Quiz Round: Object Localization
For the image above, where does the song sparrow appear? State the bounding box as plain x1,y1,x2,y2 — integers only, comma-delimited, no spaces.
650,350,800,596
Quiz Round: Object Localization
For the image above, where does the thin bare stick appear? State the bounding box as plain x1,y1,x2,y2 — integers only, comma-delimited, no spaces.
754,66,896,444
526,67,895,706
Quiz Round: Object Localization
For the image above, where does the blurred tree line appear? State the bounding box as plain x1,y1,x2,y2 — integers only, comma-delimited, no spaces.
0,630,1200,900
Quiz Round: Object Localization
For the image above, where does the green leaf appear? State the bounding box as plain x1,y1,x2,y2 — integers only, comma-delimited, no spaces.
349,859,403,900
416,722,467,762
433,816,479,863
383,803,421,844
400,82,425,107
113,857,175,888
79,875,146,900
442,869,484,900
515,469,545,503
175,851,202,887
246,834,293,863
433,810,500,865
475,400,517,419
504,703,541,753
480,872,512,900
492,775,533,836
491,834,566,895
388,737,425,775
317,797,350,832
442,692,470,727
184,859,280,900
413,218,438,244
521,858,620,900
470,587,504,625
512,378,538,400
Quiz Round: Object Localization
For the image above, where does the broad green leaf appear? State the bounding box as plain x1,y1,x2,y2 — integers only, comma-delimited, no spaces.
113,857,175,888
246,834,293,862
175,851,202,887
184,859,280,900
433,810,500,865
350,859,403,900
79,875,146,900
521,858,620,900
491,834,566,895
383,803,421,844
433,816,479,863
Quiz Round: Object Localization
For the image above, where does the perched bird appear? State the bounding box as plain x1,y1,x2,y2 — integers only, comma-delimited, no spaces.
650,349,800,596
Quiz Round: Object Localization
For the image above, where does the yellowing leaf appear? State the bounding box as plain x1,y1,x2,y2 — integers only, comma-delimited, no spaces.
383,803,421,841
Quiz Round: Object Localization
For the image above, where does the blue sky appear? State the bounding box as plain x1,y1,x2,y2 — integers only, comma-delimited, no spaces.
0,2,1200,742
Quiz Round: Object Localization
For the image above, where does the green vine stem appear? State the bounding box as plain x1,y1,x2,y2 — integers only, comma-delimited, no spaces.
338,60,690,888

----------

Can you pull out the material from its very first line through the line containing "0,630,1200,900", and reproduce those lines word for word?

## ANSWER TO THIS EXERCISE
Quiz Round: Object Localization
For the image above, where does the song sparrow appear? State the bounding box as plain x1,y1,x2,y2 — integers only, comma-delimited, no spaces.
650,350,800,596
Quiz Round: Object Localization
For the image above, where does the thin bare stick appear? State the bounding box as plain x1,y1,x2,y2 — integers only, comma-delimited, no spaces.
754,66,896,444
526,67,895,706
Quiz Round: Object Localization
For the image above, where does the blurred tree line appear? State the bounding box as plain x1,y1,x2,y2 — integers only, comma-delimited, no spaces.
0,630,1200,900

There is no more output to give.